Task details: For each line in the data below that holds "grassy", return a copy.

(Natural-language object grounding data)
++++++
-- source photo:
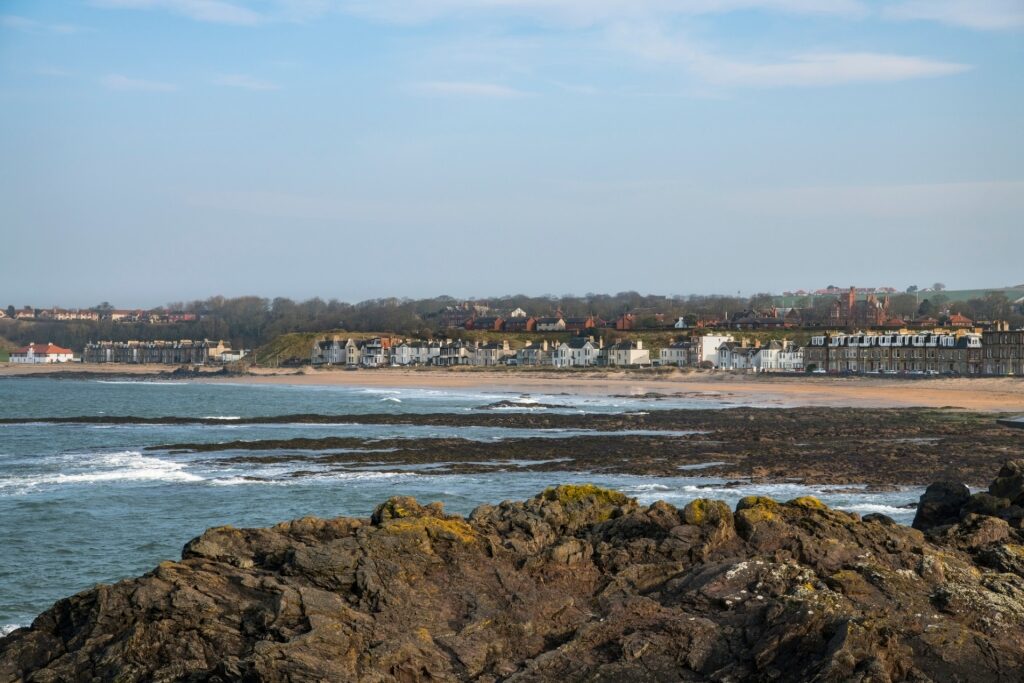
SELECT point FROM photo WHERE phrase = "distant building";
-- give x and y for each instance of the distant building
(495, 353)
(520, 324)
(581, 325)
(487, 324)
(626, 322)
(412, 352)
(903, 351)
(454, 353)
(181, 352)
(778, 356)
(850, 312)
(67, 314)
(329, 352)
(736, 355)
(958, 321)
(36, 353)
(551, 324)
(577, 352)
(535, 354)
(677, 353)
(628, 354)
(706, 348)
(1004, 350)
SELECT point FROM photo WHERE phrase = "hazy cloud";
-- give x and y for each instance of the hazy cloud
(245, 82)
(820, 69)
(216, 11)
(26, 25)
(590, 11)
(467, 88)
(825, 69)
(119, 82)
(52, 72)
(984, 14)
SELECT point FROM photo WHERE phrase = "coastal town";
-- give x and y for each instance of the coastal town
(960, 348)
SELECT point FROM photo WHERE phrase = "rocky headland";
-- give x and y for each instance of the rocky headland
(576, 584)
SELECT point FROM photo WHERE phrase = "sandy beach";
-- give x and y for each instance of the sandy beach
(986, 394)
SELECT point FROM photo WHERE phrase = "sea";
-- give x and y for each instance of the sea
(82, 504)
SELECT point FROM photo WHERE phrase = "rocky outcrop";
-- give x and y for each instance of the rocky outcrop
(576, 584)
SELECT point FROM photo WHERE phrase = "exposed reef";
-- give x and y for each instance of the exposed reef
(579, 583)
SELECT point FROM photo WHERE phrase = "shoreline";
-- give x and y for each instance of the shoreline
(989, 394)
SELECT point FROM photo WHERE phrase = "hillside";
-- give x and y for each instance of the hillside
(578, 583)
(952, 296)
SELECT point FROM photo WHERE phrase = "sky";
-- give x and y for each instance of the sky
(157, 151)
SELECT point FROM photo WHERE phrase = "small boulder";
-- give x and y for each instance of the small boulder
(984, 504)
(940, 505)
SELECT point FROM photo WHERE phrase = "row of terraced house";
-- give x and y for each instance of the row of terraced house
(996, 351)
(577, 352)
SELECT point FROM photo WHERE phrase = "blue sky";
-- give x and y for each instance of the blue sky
(167, 150)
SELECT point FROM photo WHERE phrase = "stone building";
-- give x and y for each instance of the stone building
(1004, 350)
(930, 352)
(180, 352)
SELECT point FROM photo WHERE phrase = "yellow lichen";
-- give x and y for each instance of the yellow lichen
(756, 514)
(702, 510)
(451, 529)
(808, 503)
(569, 494)
(756, 501)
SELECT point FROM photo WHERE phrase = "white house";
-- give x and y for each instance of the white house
(677, 353)
(373, 352)
(411, 353)
(778, 356)
(732, 355)
(534, 354)
(628, 353)
(330, 352)
(494, 353)
(550, 325)
(41, 353)
(454, 353)
(577, 352)
(706, 348)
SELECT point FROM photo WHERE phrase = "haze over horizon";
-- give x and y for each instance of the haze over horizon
(160, 151)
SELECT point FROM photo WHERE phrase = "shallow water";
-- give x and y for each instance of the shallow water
(82, 503)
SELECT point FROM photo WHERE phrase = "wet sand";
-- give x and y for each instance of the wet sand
(984, 394)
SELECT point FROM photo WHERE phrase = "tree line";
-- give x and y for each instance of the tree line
(249, 322)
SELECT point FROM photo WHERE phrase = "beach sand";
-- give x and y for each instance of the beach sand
(985, 394)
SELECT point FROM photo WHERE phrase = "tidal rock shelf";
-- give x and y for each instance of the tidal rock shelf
(579, 583)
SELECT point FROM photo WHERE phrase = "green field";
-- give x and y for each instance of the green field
(297, 347)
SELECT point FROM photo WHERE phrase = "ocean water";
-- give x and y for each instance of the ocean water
(82, 504)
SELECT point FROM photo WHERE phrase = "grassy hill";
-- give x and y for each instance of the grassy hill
++++++
Task response:
SELECT point FROM photo WHERE phrase = "grassy hill";
-- give x and y for each instance of the grassy hill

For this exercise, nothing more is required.